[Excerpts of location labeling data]
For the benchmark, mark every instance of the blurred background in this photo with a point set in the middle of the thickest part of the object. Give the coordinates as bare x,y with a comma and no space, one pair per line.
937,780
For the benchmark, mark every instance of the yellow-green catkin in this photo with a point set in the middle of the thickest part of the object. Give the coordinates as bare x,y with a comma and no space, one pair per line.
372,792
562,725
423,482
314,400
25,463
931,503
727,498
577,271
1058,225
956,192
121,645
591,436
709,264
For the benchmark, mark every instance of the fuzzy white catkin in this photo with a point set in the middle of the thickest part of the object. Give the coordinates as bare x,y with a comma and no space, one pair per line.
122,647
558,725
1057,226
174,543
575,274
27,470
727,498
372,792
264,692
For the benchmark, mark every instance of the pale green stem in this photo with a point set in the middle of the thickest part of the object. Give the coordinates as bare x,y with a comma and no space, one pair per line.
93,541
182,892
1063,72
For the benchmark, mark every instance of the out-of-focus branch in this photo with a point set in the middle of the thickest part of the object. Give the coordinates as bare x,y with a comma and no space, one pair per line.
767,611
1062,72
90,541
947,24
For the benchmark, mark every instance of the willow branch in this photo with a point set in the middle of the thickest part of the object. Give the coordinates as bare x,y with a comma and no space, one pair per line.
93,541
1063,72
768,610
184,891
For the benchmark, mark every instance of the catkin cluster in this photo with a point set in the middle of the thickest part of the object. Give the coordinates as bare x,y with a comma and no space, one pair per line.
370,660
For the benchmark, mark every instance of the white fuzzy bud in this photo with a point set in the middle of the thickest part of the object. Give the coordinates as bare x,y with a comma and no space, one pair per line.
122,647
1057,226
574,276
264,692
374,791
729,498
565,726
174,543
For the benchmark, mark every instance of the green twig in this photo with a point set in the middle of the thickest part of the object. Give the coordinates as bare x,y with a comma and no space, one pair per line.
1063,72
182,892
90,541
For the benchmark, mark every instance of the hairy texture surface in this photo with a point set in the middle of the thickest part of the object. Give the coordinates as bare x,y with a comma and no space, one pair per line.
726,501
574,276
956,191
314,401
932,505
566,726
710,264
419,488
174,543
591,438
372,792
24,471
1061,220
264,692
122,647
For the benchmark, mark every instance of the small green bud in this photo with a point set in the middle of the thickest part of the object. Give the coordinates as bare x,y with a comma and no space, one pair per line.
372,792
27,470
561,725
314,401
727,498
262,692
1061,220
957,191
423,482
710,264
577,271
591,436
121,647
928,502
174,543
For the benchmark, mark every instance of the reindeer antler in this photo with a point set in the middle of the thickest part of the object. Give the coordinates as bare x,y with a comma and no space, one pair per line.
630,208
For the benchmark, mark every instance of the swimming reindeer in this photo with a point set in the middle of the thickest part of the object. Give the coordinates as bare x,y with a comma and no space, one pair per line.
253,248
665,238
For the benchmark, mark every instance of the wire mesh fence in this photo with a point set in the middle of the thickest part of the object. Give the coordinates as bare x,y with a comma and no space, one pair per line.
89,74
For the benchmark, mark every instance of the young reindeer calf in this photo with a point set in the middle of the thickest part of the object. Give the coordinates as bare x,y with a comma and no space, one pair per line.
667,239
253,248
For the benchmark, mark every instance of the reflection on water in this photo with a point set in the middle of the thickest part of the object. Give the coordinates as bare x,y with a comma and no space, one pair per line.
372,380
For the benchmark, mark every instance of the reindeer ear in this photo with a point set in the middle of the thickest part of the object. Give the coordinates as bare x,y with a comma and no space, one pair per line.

▶ [Written request]: Put every line from all of the rows above into a numbered list, and omit any blank lines.

▶ [Output below]:
1. For the benchmark, mark every instance of the blurred background in this photo with a point set in the middle of the thickest part of the object. Give the coordinates as bare x,y with a comma and no space, one pair per line.
2. 937,780
3. For the benchmark, mark every instance of the yellow-green catkin in this photo with a point set in the middle of the thickest part of the object. Give the coordinates as bare x,y with a comma and no space, one pair per line.
4. 372,792
5. 562,725
6. 423,482
7. 314,400
8. 25,463
9. 931,503
10. 727,498
11. 577,271
12. 1058,225
13. 956,192
14. 121,645
15. 591,436
16. 709,264
17. For the benchmark, mark every instance of the fuzzy white catkin in this photo with a point set in the middle of the thickest part of the object. Give the coordinates as bare x,y with a comma and no space, one pair per line.
18. 122,647
19. 558,725
20. 1057,226
21. 174,543
22. 575,274
23. 27,470
24. 727,498
25. 372,792
26. 264,692
27. For the benchmark, mark every instance of the pale green stem in this photo with a point set in the middle of the thickest part of the object. Give the coordinates as bare x,y with a comma and no space, one pair per line.
28. 93,541
29. 182,892
30. 1063,72
31. For the benchmark, mark every instance of the out-of-focus branch in this photo with a point set in the middle of the thickest part of the object. Give the coordinates as bare x,y with a comma and no space, one pair per line.
32. 767,611
33. 1062,72
34. 90,541
35. 947,24
36. For the benchmark, mark every instance of the willow branch in this photo with a point set in the middle of the thickest part of the object. Give the coordinates as bare x,y with a comma and no space, one pair per line.
37. 93,541
38. 1063,72
39. 768,610
40. 184,891
41. For the benchmark, mark every instance of the catkin cluster in this photo with a point set in the middle of the thickest part of the object. Give the coordinates as bare x,y with a comma and no space, one pair per line.
42. 370,660
43. For the benchmark, mark every instance of the white fuzzy bud in this photo with a point set in the middle of the thickest part of the object. Give the coordinates as bare x,y with a comma and no space, one pair per line.
44. 122,647
45. 1057,226
46. 574,276
47. 264,692
48. 374,791
49. 729,498
50. 565,726
51. 174,543
52. For the benchmark, mark every instance of the green twig in this photo with a point set in the middle of the thickest part of the object. Give the coordinates as bare x,y with a comma and no space, one pair per line.
53. 1063,72
54. 182,892
55. 90,541
56. For the benchmark, mark every instance of the hairy texture surface in this photo with a point set in the middle of the thickest part of the object. Give the coordinates as bare x,y with a comma and no space, one pair per line.
57. 726,501
58. 574,276
59. 956,191
60. 314,401
61. 932,505
62. 566,726
63. 710,264
64. 419,488
65. 174,543
66. 591,438
67. 372,792
68. 24,471
69. 1061,220
70. 264,692
71. 122,647
72. For the benchmark, mark every instance of the small green bud in this photo with a point set in the middle of the thickest part of the object. Give the coordinates as bare x,y with a comma and no space, one pair per line.
73. 372,792
74. 27,470
75. 561,725
76. 314,401
77. 727,498
78. 262,692
79. 1061,220
80. 957,191
81. 423,482
82. 710,264
83. 577,271
84. 591,436
85. 121,647
86. 928,502
87. 174,543
88. For the benchmark, mark every instance of the reindeer antler in this photo with a point set in the middle of the thickest part of the object. Give the coordinates as bare x,y with a comma and no space, one pair per line.
89. 630,208
90. For the benchmark, mark every instance of the swimming reindeer in this photo with a point set in the middle of the thickest part of the object. Give the coordinates as bare x,y with a comma and no space, one pair per line.
91. 253,248
92. 665,238
93. For the benchmark, mark every instance of the wire mesh fence in this photo with a point set in the middle of the thickest part of the object. Give the coordinates as bare x,y with a comma and no space, one pair per line.
94. 89,74
95. For the benchmark, mark every instance of the young reindeer calf in this photo with a point set in the middle of the thickest part of the object. Give the coordinates as bare x,y with a comma and no space, one pair per line.
96. 667,239
97. 253,248
98. For the benchmark, mark every instance of the reflection on water in this photo with a point set in the middle of the thickest part of the object. Give the coordinates as bare x,y with a comma and no space, one pair per line.
99. 372,380
100. For the benchmark, mark every instance of the reindeer ear in this photo with a point set in the middle of the thickest part of the object. Give the coordinates as bare x,y with a comma and no space, one pair per line.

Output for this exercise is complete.